▶ **Provided passage**
_ _ _

# PayPal - How to change my name?



## bluebloods (Oct 2, 2004)

Hi  

I want to start selling things like a business type project and have added a 'buy now' button to my site but when people click on it they have my personal email address not my business one =(

How can I stop this from happening?

And also I don't want people to have MY name I want them to just know the business name  

Anyone know what to do


----------



## elee (Dec 19, 2004)

Try 888-221-1161 to get a human at Paypal. It worked the last time I tried it. If you can't get through ask information at 800-555-1212.


----------



## Mike46 (Jul 6, 2005)

When I did this with my account I had to go to the paypal site and change the email that I wanted to use for the site. There is a option to add email address and choose which one you want to show.


----------



## namenotfound (Apr 30, 2005)

> And also I don't want people to have MY name I want them to just know the business name


To get a business name rather than an email address, you have to get the 3rd level account.

First level is "personal" (only paypal payments accepted)
Second level is *forgets word* (paypal and credit card payments accepted)
Third level is "business" [or something like that] (get a business name displayed instead of email address)


----------



## Mike46 (Jul 6, 2005)

Yes you are right about the company name being on the 3rd level, I didn't see the need for me to move up to that level so I just used web site standard, and then I created a email address that also was the name of my business and that's what appears on the site. Like you I was just concerned that my primary email address didn't show up since it was my personal email.


----------

_ _ _

▶ **Object point labels**
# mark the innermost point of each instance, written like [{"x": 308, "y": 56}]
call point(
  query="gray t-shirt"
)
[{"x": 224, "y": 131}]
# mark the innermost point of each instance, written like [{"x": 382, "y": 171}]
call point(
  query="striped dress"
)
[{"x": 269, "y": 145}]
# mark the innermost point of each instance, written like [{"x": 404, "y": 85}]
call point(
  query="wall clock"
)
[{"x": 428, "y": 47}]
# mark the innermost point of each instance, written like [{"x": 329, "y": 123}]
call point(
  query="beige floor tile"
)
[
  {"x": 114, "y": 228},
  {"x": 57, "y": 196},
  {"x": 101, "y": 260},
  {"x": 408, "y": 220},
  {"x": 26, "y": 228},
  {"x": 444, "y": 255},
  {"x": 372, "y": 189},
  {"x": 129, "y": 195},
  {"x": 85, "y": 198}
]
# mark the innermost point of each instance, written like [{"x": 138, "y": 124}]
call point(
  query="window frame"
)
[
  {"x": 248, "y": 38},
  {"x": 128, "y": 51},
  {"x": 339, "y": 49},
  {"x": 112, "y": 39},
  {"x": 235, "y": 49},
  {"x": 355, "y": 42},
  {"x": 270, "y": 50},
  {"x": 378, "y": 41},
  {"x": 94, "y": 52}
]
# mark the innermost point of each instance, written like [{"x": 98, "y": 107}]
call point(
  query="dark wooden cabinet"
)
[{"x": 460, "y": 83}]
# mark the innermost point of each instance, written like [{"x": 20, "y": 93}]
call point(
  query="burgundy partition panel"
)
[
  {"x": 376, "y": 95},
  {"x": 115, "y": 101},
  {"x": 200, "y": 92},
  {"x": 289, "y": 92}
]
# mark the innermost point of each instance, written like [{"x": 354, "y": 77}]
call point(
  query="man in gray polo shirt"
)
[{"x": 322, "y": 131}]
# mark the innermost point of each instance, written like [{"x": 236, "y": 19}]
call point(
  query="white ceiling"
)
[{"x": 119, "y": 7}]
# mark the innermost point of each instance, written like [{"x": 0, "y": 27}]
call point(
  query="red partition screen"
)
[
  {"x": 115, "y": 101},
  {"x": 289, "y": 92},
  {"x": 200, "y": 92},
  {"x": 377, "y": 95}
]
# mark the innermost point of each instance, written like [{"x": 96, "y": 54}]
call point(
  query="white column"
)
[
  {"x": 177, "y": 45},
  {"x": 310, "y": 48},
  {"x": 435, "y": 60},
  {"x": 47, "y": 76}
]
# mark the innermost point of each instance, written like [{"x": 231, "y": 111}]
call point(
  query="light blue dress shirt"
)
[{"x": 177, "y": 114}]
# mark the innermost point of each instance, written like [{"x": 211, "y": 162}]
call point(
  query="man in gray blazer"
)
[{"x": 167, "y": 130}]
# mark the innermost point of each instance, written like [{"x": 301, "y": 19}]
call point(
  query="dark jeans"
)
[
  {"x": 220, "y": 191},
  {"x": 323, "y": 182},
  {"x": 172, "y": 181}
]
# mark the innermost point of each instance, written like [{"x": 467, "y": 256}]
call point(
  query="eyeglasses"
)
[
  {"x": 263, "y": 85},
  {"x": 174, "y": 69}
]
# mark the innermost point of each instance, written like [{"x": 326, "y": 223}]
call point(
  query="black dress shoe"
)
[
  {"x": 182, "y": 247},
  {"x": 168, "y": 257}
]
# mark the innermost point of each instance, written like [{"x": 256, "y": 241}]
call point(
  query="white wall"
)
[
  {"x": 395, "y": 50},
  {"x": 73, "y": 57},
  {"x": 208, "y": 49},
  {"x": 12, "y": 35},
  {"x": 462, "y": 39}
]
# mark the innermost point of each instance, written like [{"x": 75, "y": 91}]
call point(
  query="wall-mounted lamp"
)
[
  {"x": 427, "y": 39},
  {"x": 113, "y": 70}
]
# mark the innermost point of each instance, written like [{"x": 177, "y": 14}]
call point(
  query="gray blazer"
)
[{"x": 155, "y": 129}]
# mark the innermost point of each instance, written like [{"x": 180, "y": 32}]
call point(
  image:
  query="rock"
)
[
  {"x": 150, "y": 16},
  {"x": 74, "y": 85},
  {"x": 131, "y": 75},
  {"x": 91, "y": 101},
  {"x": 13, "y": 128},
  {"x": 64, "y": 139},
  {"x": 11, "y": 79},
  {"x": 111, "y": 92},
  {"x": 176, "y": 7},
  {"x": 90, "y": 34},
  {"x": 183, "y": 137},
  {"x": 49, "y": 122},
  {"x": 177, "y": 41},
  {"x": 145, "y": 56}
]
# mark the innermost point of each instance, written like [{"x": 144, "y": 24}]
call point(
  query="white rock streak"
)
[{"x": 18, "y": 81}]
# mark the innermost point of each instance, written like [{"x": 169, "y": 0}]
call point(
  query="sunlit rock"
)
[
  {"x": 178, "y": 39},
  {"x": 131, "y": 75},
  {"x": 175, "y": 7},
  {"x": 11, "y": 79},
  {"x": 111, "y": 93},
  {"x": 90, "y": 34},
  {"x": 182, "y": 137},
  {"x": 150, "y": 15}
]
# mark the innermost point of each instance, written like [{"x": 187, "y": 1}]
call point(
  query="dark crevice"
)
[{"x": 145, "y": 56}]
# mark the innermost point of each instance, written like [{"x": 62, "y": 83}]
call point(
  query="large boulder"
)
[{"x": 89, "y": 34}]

_ _ _

▶ **What to do**
[1] In the PayPal forum thread, which account level shows a business name instead of an email address?
[2] From the PayPal forum thread, copy the passage that begins at the words "## elee (Dec" and ends after "want to show.".

▶ **Outputs in order**
[1] The third level, the "business" account, shows a business name instead of an email address.

[2]
## elee (Dec 19, 2004)

Try 888-221-1161 to get a human at Paypal. It worked the last time I tried it. If you can't get through ask information at 800-555-1212.


----------



## Mike46 (Jul 6, 2005)

When I did this with my account I had to go to the paypal site and change the email that I wanted to use for the site. There is a option to add email address and choose which one you want to show.